§ Document section:
################

Not sure where to start, am really quite tired lately as 10 nth old dd2 seems to have one cold after another, currently sitting with her asleep on my shoulder and she wakes up every time I put her down.
Just had yet another argument with DH (he's not been well and is vile at times when I'll), about the state of the house, after a petty argument about somerhing else then going into as usual my apparently lack of care keeping everything nice( constant source of issues, I'm a sahm that keeps reasonably clean and tidy everywhere, just been a bit behind on few things lately, since we had children the dynamics have changed and he seems to feel the need to 'manage' me rather than work as a partnership but I can't make him see this
I know I have got into this situation where I do absolutely everything for him and the kids and house and so it's just taken as standard rather than appreciated anymore

He has said yet again about a divorce (have had times in the past when he says it in a rage but admits doesn't really want that) and me moving back to my parents (long way away)
We had issues in the summer when he was mega stressed with work and I perhaps should have just taken the children and gone but I tried to please everyone and got through it and I thought moved on,
Anyway he's stormed off to bed slamming the door refusing to listen to me, after ripping up a soft toy belonging to the baby, I'm so angry I don't think I could sleep even if the baby was letting me!
Just wondering whether I should call his bluff and risk totally destroying all my little girls know and leaving, he will never share his feelings or open up to anyone so I don't think he'd do counselling though that's what he needs to make him see he's in the wrong

Been together 13 years married for 5.5 and got 2 dds 4 and nearly 1

What are my rights re finances etc? Our house isn't ours, car is on finance,
It's hard as if anyone else is there he wouldn't admit to anything he does so in the past has said wants divorce etc then acts normal with everyone else and it blows over and is ok again, other people think he's generally nice and don't see a side that I do,
Writing this makes me sound like a pathetic doormat doesn't it to just keep putting up with his blowing up and having tantrums then (literally) clearing up the mess and moving on, I once called his bluff and rearranged something after an argument and he said I should go on my own and then once it had involved telling my mum something and saying Things planned might not happen he said I'd 'made it real', which is why I don't think he ultimately wants to split up just plays mind games

I think when we started growing apart was when he was mega stressed and had a serious crisis at work (own business crucial busy period) and I had to go for a harmony test when pregnant with dd2, which was all fine but really hard on my own

He said he didn't love me in the summer and hasn't actually said he does for a while but I think he does deep down and we both love the girls
Sorry I'm totally rambling but needed to talk to someone as I'm so fed up of being treated like this and need to work out what to do

Shylo Tue 03-Jan-17 23:04:42

I'd take my girls and go home to my parents for a break if I were you - call his bluff and get yourself some breathing space to think about what you want to do.

He's treating you appallingly and you deserve better

tractorgirl123 Tue 03-Jan-17 23:07:05

I know people are going to just post LTB
But it's not that simple and I want to try and find a less drastic solution as he does too I think, just won't listen to me as he's very arrogant and never wrong and very funny about other people knowing his business

We've been planning things like moving house (for more space, I've seriously de cluttered to a minimum but he has issues with me supposedly hoarding everything but there isn't a lot left to go) sorting out pensions and just done things like bought a new bed, all things that surely he wouldn't do if he really wanted to split up?

################

§ Record extracts:
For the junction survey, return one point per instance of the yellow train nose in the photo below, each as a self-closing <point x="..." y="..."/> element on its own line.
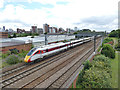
<point x="26" y="58"/>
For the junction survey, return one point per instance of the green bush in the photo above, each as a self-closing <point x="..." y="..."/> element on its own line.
<point x="12" y="59"/>
<point x="97" y="75"/>
<point x="106" y="40"/>
<point x="87" y="65"/>
<point x="117" y="47"/>
<point x="108" y="51"/>
<point x="95" y="78"/>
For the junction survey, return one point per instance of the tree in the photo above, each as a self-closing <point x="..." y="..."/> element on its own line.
<point x="108" y="51"/>
<point x="14" y="35"/>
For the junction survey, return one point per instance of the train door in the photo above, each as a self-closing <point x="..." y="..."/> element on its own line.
<point x="36" y="56"/>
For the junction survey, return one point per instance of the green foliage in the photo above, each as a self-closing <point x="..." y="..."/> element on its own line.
<point x="9" y="36"/>
<point x="22" y="54"/>
<point x="117" y="47"/>
<point x="32" y="46"/>
<point x="75" y="33"/>
<point x="6" y="54"/>
<point x="106" y="40"/>
<point x="14" y="35"/>
<point x="12" y="59"/>
<point x="87" y="65"/>
<point x="108" y="51"/>
<point x="95" y="74"/>
<point x="114" y="33"/>
<point x="14" y="51"/>
<point x="95" y="78"/>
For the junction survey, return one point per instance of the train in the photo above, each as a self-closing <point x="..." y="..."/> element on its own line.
<point x="41" y="52"/>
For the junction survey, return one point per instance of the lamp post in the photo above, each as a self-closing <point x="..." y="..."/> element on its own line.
<point x="94" y="43"/>
<point x="46" y="41"/>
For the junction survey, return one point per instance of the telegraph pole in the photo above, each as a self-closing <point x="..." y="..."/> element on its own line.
<point x="46" y="41"/>
<point x="94" y="43"/>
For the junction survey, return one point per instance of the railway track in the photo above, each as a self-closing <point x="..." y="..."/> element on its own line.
<point x="54" y="81"/>
<point x="22" y="80"/>
<point x="59" y="83"/>
<point x="8" y="73"/>
<point x="30" y="70"/>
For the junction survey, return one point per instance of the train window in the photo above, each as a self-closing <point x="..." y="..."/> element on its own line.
<point x="31" y="51"/>
<point x="37" y="52"/>
<point x="46" y="50"/>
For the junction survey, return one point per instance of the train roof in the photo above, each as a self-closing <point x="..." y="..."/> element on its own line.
<point x="50" y="46"/>
<point x="55" y="45"/>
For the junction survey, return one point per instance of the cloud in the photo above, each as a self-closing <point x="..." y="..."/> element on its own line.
<point x="92" y="14"/>
<point x="1" y="3"/>
<point x="102" y="20"/>
<point x="16" y="21"/>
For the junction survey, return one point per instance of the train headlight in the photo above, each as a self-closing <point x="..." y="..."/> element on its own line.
<point x="26" y="58"/>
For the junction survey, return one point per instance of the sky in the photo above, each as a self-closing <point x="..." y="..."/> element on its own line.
<point x="98" y="15"/>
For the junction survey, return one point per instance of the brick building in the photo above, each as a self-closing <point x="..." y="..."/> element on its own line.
<point x="20" y="30"/>
<point x="34" y="29"/>
<point x="3" y="34"/>
<point x="7" y="46"/>
<point x="45" y="28"/>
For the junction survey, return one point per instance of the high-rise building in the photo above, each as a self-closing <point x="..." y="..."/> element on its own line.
<point x="40" y="31"/>
<point x="34" y="29"/>
<point x="45" y="28"/>
<point x="3" y="28"/>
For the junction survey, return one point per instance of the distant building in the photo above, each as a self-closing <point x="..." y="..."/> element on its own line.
<point x="3" y="34"/>
<point x="40" y="31"/>
<point x="75" y="28"/>
<point x="34" y="29"/>
<point x="68" y="30"/>
<point x="3" y="28"/>
<point x="10" y="31"/>
<point x="45" y="28"/>
<point x="88" y="30"/>
<point x="20" y="30"/>
<point x="61" y="30"/>
<point x="53" y="30"/>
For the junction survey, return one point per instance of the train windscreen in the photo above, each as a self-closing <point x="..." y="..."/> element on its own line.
<point x="31" y="51"/>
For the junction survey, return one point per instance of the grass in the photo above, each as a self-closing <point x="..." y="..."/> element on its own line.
<point x="114" y="67"/>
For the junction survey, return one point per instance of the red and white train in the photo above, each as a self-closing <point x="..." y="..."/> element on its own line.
<point x="40" y="52"/>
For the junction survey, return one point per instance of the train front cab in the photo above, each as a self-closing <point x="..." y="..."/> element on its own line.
<point x="28" y="56"/>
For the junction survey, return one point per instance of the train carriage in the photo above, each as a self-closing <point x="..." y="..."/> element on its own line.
<point x="41" y="52"/>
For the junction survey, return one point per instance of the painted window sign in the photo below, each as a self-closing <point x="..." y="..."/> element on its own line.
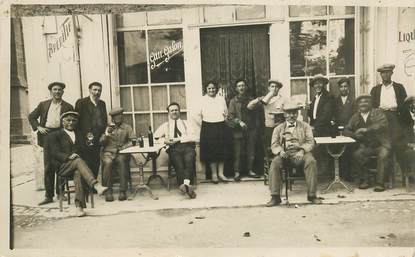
<point x="166" y="55"/>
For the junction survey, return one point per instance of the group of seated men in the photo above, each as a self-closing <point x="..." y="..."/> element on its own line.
<point x="76" y="141"/>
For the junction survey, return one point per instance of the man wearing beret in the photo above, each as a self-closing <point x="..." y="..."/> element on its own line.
<point x="117" y="137"/>
<point x="369" y="127"/>
<point x="44" y="119"/>
<point x="389" y="96"/>
<point x="321" y="113"/>
<point x="272" y="103"/>
<point x="344" y="109"/>
<point x="64" y="150"/>
<point x="292" y="141"/>
<point x="92" y="123"/>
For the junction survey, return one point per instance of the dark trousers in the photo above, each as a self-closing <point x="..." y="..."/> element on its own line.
<point x="119" y="162"/>
<point x="82" y="177"/>
<point x="361" y="157"/>
<point x="183" y="157"/>
<point x="244" y="149"/>
<point x="91" y="155"/>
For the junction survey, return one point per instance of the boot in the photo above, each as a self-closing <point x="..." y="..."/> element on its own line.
<point x="275" y="200"/>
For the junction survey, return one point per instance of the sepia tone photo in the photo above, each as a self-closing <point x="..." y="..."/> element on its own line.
<point x="212" y="126"/>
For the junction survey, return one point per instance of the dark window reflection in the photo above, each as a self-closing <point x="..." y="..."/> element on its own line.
<point x="132" y="57"/>
<point x="166" y="55"/>
<point x="308" y="47"/>
<point x="341" y="46"/>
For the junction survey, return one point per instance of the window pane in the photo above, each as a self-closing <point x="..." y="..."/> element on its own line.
<point x="298" y="87"/>
<point x="334" y="88"/>
<point x="125" y="96"/>
<point x="142" y="122"/>
<point x="132" y="57"/>
<point x="308" y="47"/>
<point x="341" y="46"/>
<point x="164" y="17"/>
<point x="250" y="12"/>
<point x="141" y="99"/>
<point x="131" y="19"/>
<point x="178" y="95"/>
<point x="159" y="98"/>
<point x="339" y="10"/>
<point x="307" y="11"/>
<point x="159" y="118"/>
<point x="166" y="55"/>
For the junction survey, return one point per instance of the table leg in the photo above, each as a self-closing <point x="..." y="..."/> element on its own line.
<point x="337" y="180"/>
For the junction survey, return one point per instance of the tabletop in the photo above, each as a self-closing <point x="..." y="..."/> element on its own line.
<point x="335" y="140"/>
<point x="145" y="149"/>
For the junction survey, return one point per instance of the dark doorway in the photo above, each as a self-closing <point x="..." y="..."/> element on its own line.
<point x="230" y="53"/>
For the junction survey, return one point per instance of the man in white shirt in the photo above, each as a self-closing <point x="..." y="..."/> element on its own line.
<point x="369" y="127"/>
<point x="179" y="135"/>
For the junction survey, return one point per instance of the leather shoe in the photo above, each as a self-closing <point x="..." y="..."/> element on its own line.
<point x="46" y="201"/>
<point x="275" y="200"/>
<point x="314" y="200"/>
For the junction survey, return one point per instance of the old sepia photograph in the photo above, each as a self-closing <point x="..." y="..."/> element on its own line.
<point x="229" y="125"/>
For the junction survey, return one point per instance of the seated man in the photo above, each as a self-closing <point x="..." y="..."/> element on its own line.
<point x="178" y="134"/>
<point x="294" y="150"/>
<point x="64" y="150"/>
<point x="117" y="137"/>
<point x="369" y="127"/>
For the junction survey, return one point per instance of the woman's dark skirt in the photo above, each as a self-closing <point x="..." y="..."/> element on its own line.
<point x="212" y="141"/>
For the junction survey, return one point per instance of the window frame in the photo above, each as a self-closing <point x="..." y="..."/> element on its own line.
<point x="330" y="17"/>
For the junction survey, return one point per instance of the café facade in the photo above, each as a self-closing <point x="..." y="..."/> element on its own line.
<point x="147" y="59"/>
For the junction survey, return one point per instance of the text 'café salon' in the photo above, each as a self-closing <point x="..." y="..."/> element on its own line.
<point x="148" y="59"/>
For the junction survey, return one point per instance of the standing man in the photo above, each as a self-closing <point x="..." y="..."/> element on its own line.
<point x="92" y="124"/>
<point x="44" y="119"/>
<point x="294" y="150"/>
<point x="321" y="113"/>
<point x="344" y="109"/>
<point x="369" y="127"/>
<point x="116" y="138"/>
<point x="179" y="135"/>
<point x="64" y="151"/>
<point x="389" y="96"/>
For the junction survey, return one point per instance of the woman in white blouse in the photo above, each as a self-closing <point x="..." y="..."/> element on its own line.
<point x="213" y="113"/>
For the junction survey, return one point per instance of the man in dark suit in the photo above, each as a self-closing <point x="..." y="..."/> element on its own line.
<point x="92" y="124"/>
<point x="65" y="149"/>
<point x="44" y="119"/>
<point x="389" y="96"/>
<point x="321" y="114"/>
<point x="344" y="109"/>
<point x="369" y="127"/>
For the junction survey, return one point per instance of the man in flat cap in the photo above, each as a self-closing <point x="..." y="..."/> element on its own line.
<point x="64" y="150"/>
<point x="44" y="119"/>
<point x="117" y="137"/>
<point x="92" y="123"/>
<point x="179" y="135"/>
<point x="344" y="109"/>
<point x="292" y="141"/>
<point x="321" y="113"/>
<point x="272" y="104"/>
<point x="389" y="96"/>
<point x="369" y="127"/>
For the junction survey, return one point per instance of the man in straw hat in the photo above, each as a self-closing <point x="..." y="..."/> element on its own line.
<point x="44" y="119"/>
<point x="117" y="137"/>
<point x="389" y="96"/>
<point x="64" y="149"/>
<point x="297" y="150"/>
<point x="369" y="127"/>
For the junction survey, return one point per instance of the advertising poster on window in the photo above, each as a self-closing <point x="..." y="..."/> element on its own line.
<point x="405" y="72"/>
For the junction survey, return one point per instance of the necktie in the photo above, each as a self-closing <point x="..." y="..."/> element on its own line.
<point x="177" y="132"/>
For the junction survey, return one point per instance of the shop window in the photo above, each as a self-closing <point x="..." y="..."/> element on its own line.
<point x="132" y="57"/>
<point x="250" y="12"/>
<point x="323" y="45"/>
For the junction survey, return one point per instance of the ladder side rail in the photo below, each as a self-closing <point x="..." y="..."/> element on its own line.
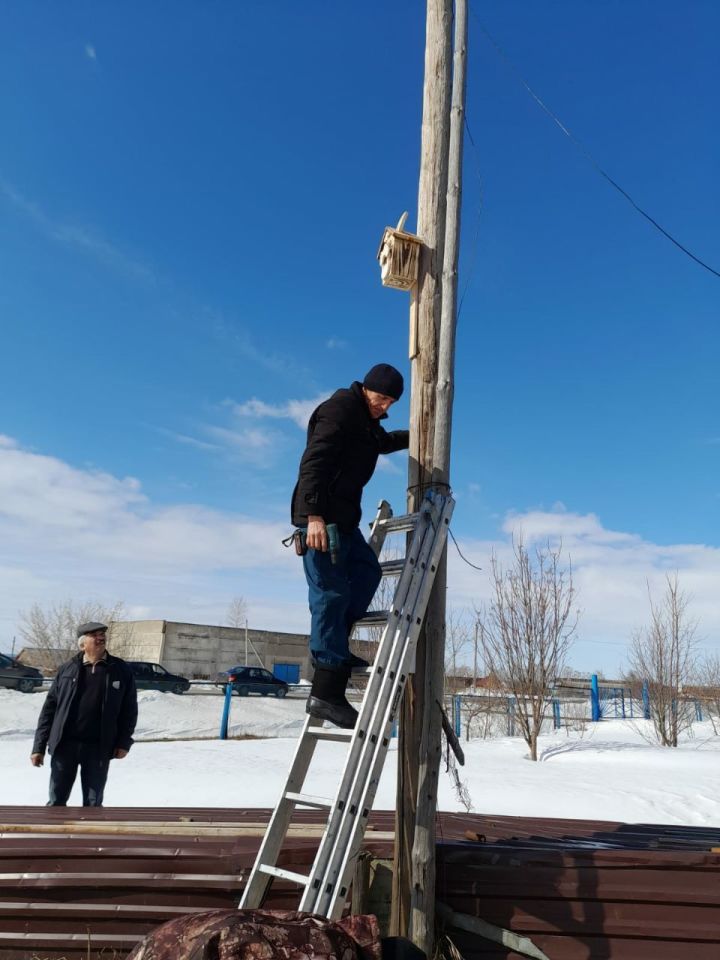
<point x="381" y="698"/>
<point x="336" y="879"/>
<point x="385" y="664"/>
<point x="256" y="887"/>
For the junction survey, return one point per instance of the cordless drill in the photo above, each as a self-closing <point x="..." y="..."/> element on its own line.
<point x="333" y="541"/>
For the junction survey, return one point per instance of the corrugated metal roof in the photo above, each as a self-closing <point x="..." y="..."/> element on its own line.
<point x="577" y="888"/>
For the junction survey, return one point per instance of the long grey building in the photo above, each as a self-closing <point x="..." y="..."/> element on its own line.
<point x="198" y="651"/>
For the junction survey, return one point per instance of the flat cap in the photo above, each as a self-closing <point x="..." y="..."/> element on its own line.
<point x="90" y="628"/>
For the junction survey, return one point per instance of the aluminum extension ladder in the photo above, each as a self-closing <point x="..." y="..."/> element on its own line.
<point x="325" y="888"/>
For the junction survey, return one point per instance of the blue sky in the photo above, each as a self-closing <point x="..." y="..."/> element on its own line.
<point x="191" y="197"/>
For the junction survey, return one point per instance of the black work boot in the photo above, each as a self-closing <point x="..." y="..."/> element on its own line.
<point x="327" y="697"/>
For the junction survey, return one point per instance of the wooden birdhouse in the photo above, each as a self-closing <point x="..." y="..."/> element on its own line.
<point x="399" y="255"/>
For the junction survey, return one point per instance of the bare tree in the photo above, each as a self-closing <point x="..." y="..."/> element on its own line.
<point x="664" y="654"/>
<point x="457" y="642"/>
<point x="236" y="615"/>
<point x="527" y="629"/>
<point x="52" y="630"/>
<point x="709" y="679"/>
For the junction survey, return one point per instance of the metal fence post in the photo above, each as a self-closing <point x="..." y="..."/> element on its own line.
<point x="226" y="712"/>
<point x="594" y="699"/>
<point x="556" y="713"/>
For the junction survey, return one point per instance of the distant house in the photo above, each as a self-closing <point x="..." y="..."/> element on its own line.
<point x="200" y="651"/>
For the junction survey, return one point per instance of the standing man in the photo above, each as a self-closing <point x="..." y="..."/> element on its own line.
<point x="88" y="719"/>
<point x="344" y="441"/>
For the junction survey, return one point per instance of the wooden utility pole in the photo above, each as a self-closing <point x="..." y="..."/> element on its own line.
<point x="433" y="315"/>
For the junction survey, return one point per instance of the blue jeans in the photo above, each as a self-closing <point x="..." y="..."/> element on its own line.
<point x="339" y="594"/>
<point x="94" y="766"/>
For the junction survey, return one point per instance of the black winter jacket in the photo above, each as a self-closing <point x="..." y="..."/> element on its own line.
<point x="343" y="444"/>
<point x="119" y="712"/>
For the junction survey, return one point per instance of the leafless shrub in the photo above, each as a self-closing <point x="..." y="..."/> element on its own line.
<point x="708" y="676"/>
<point x="527" y="629"/>
<point x="236" y="613"/>
<point x="664" y="654"/>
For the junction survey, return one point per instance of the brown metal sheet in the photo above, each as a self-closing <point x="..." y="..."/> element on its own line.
<point x="578" y="888"/>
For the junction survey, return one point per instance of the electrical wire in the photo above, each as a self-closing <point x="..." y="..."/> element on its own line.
<point x="457" y="547"/>
<point x="586" y="153"/>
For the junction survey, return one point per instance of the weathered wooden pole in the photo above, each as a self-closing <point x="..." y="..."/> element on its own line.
<point x="433" y="314"/>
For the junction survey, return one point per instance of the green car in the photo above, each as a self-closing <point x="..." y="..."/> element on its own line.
<point x="151" y="676"/>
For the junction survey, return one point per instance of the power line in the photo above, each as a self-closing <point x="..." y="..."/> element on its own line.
<point x="586" y="153"/>
<point x="457" y="547"/>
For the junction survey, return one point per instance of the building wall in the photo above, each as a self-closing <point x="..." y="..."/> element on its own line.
<point x="200" y="651"/>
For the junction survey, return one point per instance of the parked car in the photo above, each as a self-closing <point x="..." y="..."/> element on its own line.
<point x="151" y="676"/>
<point x="246" y="680"/>
<point x="17" y="675"/>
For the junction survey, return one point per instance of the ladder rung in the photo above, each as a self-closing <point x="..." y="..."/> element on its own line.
<point x="373" y="618"/>
<point x="329" y="733"/>
<point x="399" y="524"/>
<point x="283" y="874"/>
<point x="305" y="800"/>
<point x="392" y="568"/>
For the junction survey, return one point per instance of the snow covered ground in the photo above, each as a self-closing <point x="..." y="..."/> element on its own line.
<point x="610" y="772"/>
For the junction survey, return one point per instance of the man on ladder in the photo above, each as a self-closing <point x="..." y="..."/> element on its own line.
<point x="344" y="440"/>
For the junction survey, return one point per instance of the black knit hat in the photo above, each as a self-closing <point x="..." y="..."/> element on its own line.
<point x="90" y="628"/>
<point x="383" y="378"/>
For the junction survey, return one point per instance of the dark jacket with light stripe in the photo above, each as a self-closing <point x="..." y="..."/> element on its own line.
<point x="119" y="711"/>
<point x="343" y="445"/>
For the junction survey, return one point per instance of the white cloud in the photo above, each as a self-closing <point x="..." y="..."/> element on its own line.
<point x="82" y="533"/>
<point x="82" y="238"/>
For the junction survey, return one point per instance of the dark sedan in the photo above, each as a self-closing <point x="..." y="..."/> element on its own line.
<point x="16" y="675"/>
<point x="151" y="676"/>
<point x="247" y="680"/>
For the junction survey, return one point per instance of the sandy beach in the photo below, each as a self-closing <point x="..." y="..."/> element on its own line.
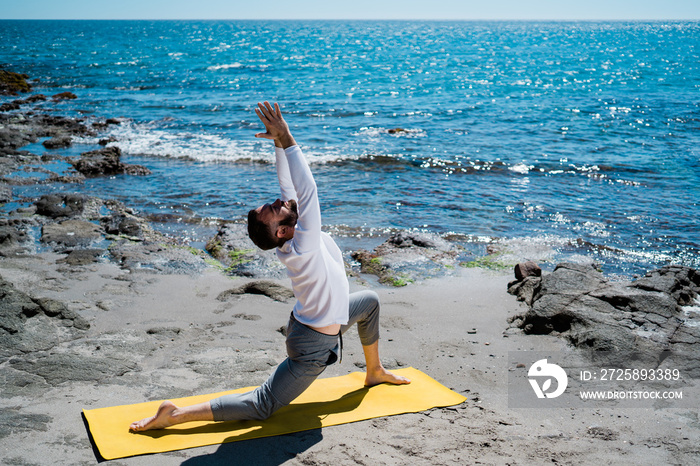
<point x="167" y="335"/>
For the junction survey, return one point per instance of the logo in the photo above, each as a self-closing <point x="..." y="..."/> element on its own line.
<point x="542" y="369"/>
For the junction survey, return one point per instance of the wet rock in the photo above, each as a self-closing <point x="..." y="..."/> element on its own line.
<point x="123" y="224"/>
<point x="5" y="193"/>
<point x="408" y="256"/>
<point x="101" y="125"/>
<point x="28" y="325"/>
<point x="14" y="420"/>
<point x="105" y="141"/>
<point x="527" y="269"/>
<point x="106" y="161"/>
<point x="11" y="236"/>
<point x="643" y="317"/>
<point x="156" y="257"/>
<point x="71" y="233"/>
<point x="263" y="287"/>
<point x="11" y="83"/>
<point x="62" y="205"/>
<point x="59" y="368"/>
<point x="34" y="98"/>
<point x="232" y="247"/>
<point x="8" y="106"/>
<point x="58" y="142"/>
<point x="82" y="257"/>
<point x="64" y="96"/>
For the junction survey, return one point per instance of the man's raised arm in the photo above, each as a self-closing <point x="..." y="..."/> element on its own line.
<point x="291" y="162"/>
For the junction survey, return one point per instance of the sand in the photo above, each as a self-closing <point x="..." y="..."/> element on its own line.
<point x="181" y="341"/>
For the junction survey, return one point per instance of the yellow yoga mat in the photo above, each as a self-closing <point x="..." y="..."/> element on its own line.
<point x="327" y="402"/>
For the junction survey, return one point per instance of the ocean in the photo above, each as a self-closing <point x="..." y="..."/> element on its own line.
<point x="549" y="141"/>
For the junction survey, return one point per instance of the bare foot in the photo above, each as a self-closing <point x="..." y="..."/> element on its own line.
<point x="382" y="375"/>
<point x="162" y="419"/>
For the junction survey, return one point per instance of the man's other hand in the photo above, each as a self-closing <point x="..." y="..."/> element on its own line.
<point x="277" y="128"/>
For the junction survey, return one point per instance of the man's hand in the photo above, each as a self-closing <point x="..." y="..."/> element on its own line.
<point x="275" y="125"/>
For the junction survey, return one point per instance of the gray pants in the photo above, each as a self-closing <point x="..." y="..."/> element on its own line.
<point x="309" y="352"/>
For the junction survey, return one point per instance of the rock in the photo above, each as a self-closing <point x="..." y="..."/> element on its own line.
<point x="101" y="125"/>
<point x="62" y="367"/>
<point x="527" y="269"/>
<point x="642" y="317"/>
<point x="8" y="106"/>
<point x="28" y="325"/>
<point x="267" y="288"/>
<point x="63" y="205"/>
<point x="106" y="161"/>
<point x="11" y="236"/>
<point x="123" y="224"/>
<point x="11" y="83"/>
<point x="64" y="96"/>
<point x="58" y="142"/>
<point x="53" y="308"/>
<point x="82" y="257"/>
<point x="408" y="256"/>
<point x="13" y="421"/>
<point x="105" y="141"/>
<point x="156" y="257"/>
<point x="71" y="233"/>
<point x="232" y="247"/>
<point x="35" y="98"/>
<point x="167" y="332"/>
<point x="5" y="193"/>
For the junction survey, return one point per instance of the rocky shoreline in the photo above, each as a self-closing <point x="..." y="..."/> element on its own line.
<point x="99" y="308"/>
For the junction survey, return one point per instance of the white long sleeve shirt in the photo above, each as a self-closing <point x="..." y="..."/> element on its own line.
<point x="313" y="260"/>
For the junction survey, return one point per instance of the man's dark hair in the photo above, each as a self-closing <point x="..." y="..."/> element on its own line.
<point x="261" y="234"/>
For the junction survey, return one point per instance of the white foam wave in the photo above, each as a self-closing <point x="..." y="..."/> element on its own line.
<point x="147" y="139"/>
<point x="225" y="67"/>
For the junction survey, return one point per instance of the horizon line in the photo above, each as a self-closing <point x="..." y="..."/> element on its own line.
<point x="359" y="19"/>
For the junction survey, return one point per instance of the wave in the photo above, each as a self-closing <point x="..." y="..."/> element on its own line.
<point x="151" y="139"/>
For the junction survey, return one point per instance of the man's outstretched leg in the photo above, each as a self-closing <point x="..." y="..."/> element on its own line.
<point x="364" y="310"/>
<point x="169" y="415"/>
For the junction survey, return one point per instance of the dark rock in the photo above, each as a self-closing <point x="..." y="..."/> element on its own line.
<point x="58" y="142"/>
<point x="61" y="367"/>
<point x="263" y="287"/>
<point x="105" y="141"/>
<point x="64" y="96"/>
<point x="61" y="205"/>
<point x="82" y="257"/>
<point x="53" y="308"/>
<point x="8" y="106"/>
<point x="100" y="125"/>
<point x="71" y="233"/>
<point x="642" y="317"/>
<point x="106" y="161"/>
<point x="232" y="247"/>
<point x="14" y="421"/>
<point x="29" y="325"/>
<point x="156" y="257"/>
<point x="527" y="269"/>
<point x="11" y="83"/>
<point x="408" y="256"/>
<point x="123" y="224"/>
<point x="5" y="193"/>
<point x="35" y="98"/>
<point x="167" y="332"/>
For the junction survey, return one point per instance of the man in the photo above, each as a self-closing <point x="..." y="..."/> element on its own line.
<point x="324" y="310"/>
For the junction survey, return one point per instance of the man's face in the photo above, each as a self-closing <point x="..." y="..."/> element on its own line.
<point x="277" y="212"/>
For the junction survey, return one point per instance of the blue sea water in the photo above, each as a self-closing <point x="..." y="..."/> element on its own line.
<point x="549" y="140"/>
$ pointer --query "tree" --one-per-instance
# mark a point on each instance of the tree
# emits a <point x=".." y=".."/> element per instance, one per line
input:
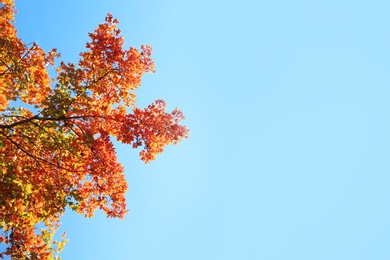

################

§ Challenge A: According to the forum thread, how many years has the couple been together?
§ Challenge B: Print everything in the forum thread from "He has said" down to "was letting me!".

§ Written answer A: Thirteen years.

§ Written answer B:
He has said yet again about a divorce (have had times in the past when he says it in a rage but admits doesn't really want that) and me moving back to my parents (long way away)
We had issues in the summer when he was mega stressed with work and I perhaps should have just taken the children and gone but I tried to please everyone and got through it and I thought moved on,
Anyway he's stormed off to bed slamming the door refusing to listen to me, after ripping up a soft toy belonging to the baby, I'm so angry I don't think I could sleep even if the baby was letting me!